• WHAT IS EXPECTED
Extract every line of the material below and reproduce each one unchanged.

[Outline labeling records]
┌──
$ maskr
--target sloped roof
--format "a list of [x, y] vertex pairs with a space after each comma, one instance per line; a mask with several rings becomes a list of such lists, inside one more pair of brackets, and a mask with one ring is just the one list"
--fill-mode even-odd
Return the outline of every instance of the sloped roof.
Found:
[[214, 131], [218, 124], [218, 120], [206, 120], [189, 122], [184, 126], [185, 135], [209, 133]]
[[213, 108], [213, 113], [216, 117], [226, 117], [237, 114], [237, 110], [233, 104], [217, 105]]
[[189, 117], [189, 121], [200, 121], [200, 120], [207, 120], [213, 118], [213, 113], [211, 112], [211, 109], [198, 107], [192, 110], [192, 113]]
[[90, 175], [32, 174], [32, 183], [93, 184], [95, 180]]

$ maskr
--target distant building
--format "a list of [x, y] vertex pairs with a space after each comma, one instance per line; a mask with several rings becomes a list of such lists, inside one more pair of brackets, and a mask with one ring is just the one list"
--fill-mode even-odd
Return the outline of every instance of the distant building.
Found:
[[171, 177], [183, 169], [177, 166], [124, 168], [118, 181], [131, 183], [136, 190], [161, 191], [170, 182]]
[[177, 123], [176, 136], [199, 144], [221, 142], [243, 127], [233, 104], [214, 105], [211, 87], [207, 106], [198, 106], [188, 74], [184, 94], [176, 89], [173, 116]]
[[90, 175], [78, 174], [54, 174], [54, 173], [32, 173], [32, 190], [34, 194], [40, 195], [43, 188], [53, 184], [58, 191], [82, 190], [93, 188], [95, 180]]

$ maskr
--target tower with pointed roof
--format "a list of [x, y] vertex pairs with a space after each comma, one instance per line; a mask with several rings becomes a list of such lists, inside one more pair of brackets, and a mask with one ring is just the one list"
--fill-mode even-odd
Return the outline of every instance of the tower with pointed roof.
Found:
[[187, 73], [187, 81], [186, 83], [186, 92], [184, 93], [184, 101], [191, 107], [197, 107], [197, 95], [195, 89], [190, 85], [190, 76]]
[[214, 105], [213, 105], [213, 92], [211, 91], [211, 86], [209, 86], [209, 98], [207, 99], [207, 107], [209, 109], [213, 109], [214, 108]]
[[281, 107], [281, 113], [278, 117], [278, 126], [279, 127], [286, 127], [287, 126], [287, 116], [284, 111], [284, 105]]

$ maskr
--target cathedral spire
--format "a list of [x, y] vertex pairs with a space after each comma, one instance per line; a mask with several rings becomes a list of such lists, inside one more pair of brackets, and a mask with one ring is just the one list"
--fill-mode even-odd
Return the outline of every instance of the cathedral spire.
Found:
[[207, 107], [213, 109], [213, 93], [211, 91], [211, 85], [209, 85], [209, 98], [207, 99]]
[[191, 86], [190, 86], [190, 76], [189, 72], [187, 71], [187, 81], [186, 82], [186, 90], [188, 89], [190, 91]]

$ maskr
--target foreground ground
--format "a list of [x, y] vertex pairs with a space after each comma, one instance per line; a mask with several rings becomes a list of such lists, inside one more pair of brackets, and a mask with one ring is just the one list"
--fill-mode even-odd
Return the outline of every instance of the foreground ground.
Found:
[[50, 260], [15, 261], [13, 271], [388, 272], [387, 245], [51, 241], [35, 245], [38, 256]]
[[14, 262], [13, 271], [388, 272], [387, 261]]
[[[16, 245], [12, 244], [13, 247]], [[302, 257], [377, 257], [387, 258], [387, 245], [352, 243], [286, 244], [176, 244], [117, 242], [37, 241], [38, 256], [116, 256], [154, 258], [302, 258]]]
└──
• SOLUTION TO THE PROBLEM
$ maskr
--target sloped roof
--format "a list of [x, y] vertex pairs with a space after each comma, one instance per line; a mask with several rings becomes a list of such lists, inside one more pair of brackets, and a mask with one ring is just the one list"
--fill-mode even-odd
Return the outline of every instance of the sloped roof.
Found:
[[214, 131], [218, 124], [218, 120], [206, 120], [189, 122], [184, 126], [185, 135], [209, 133]]
[[213, 108], [213, 113], [216, 117], [226, 117], [237, 114], [237, 110], [233, 104], [217, 105]]
[[189, 117], [189, 121], [200, 121], [200, 120], [207, 120], [213, 118], [213, 113], [211, 112], [211, 109], [198, 107], [192, 110], [192, 113]]
[[90, 175], [32, 174], [32, 183], [93, 184], [95, 180]]

$ maskr
--target distant building
--format "a list of [x, y] vertex pairs with a space after each comma, one instance per line; a mask with several rings becomes a list of such lists, inside one more pair of brackets, and a mask with one ring is just the one list"
--fill-mode even-odd
Return the outline of every instance of the distant building.
Found:
[[171, 177], [183, 169], [177, 166], [124, 168], [118, 181], [131, 183], [136, 190], [161, 191], [170, 182]]
[[177, 123], [176, 136], [199, 144], [221, 142], [243, 127], [233, 104], [214, 105], [211, 87], [207, 106], [198, 106], [188, 74], [184, 94], [176, 89], [173, 116]]
[[90, 175], [78, 174], [54, 174], [54, 173], [32, 173], [32, 190], [34, 194], [40, 195], [43, 188], [53, 184], [58, 191], [82, 190], [93, 188], [95, 180]]

$ maskr
--target tower with pointed roof
--format "a list of [x, y] vertex pairs with a space after each comma, one instance per line; a mask with several rings becomes a list of such lists, inside one more pair of brackets, and a mask with one ring is just the one list"
--fill-mode even-odd
Return the outline of every instance of the tower with pointed roof.
Found:
[[187, 73], [187, 81], [186, 83], [186, 92], [184, 93], [184, 101], [191, 107], [197, 107], [197, 95], [195, 89], [190, 85], [190, 76]]
[[214, 105], [213, 105], [213, 92], [211, 91], [211, 86], [209, 86], [209, 98], [207, 99], [207, 107], [209, 109], [213, 109], [214, 108]]
[[281, 107], [281, 113], [278, 117], [278, 126], [279, 127], [286, 127], [287, 126], [287, 116], [284, 111], [284, 105]]

$ maskr
--target cathedral spire
--format "a list of [x, y] vertex pairs with a space after each comma, one instance per line; a mask with several rings becomes a list of such lists, inside one more pair of brackets, and a mask with one ring is just the one list"
--fill-mode even-odd
Return the outline of every instance of the cathedral spire.
Found:
[[207, 107], [213, 109], [213, 93], [211, 91], [211, 85], [209, 85], [209, 98], [207, 99]]
[[191, 86], [190, 86], [190, 76], [189, 72], [187, 71], [187, 81], [186, 82], [186, 90], [188, 89], [190, 91]]

$ maskr
--target foreground ground
--format "a list of [x, y] vertex pairs with a space after each comma, one instance per line; a mask with several rings becomes a list of such lists, inside one more pair of brackets, and a mask with one ring is just the one list"
--fill-mode even-odd
Return the outline of every instance of the foreground ground.
Found:
[[50, 260], [15, 261], [13, 271], [388, 272], [387, 245], [51, 241], [35, 245], [38, 256]]
[[14, 262], [13, 271], [388, 272], [387, 261]]
[[[16, 245], [12, 244], [13, 247]], [[302, 257], [377, 257], [387, 258], [387, 245], [352, 243], [286, 244], [176, 244], [117, 242], [37, 241], [38, 256], [116, 256], [154, 258], [302, 258]]]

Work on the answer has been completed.